#### [Supplied passage]
- - -
After a couple hours relaxing by Carlisle Bay lagoon, I meander down to Fig Tree Studio Art Gallery. Here, Antiguan Dasa Spencer and his British painter wife, Sallie Harker, sell their own works, as well as art by other Caribbean artists, from a gallery surrounded by flowering fruit trees.
“[Antigua has] the sweetest fruits — sugar apple, guava and sugar cane,” says Spencer. “They’re smaller and more condensed .” Having just sampled a mango found on the side of the road (an islander’s bonus, a mainlander’s treasure), I know what he means.
“I n the good years, we plant a lot so that we have more in the dry years. But the island’s new crop is houses,” says Spencer, referring to Antigua’s rush of development. Tourism first started here in the 1960s, when Antigua was a playground for English aristocrats. Today, it’s positively booming, with a wave of new resorts, a brand-new airport and new nonstop flights from the U.S.
Many of the beaches on the island’s desertlike east coast are cliff-lined or rocky. But at Half Moon Bay on the southeast shore, I meet a Guyanese family playing cricket on a crescent of sand where a new all- inclusive resort will rise next year. The abandoned hotel was shuttered in 1995 when it was destroyed during Hurricane Luis, which devastated the island.
The family’s patriarch tells me he doesn’t expect the resort’s arrival to change the ambience too much on the quiet easternmost end of his favorite beach, which he predicts will continue to draw mostly locals for Sunday outings.
Another day, during stops at Hawksbill Bay and Darkwood Beach on Antigua’s sandier west coast, I have the aquarium-like water almost entirely to myself.
With such splendid anchorages to explore, Antigua has long been a sailor’s island. And during the winter sailing season and annual Antigua Sailing Week in late April and early May, yachties arrive from all over the world.
- - -
#### [Dataset extract]
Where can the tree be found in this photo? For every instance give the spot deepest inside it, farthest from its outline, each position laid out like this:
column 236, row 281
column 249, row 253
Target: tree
- - -
#### [Required tasks]
#1 Using the Antigua travel passage, write out the part that starts at the words "The family’s patriarch" and ends after the words "for Sunday outings.".
#2 Decide whether each statement agrees with the Antigua travel passage. Give yes or no for each, and quote the words from the passage that settle it.
(a) Tourism in Antigua began in the 1960s.
(b) Sallie Harker is an Antiguan painter.
(c) Antigua Sailing Week is held in late April and early May.

#### [Written responses]
#1
The family’s patriarch tells me he doesn’t expect the resort’s arrival to change the ambience too much on the quiet easternmost end of his favorite beach, which he predicts will continue to draw mostly locals for Sunday outings.

#2
(a) Yes: "Tourism first started here in the 1960s"
(b) No: "his British painter wife, Sallie Harker"
(c) Yes: "annual Antigua Sailing Week in late April and early May"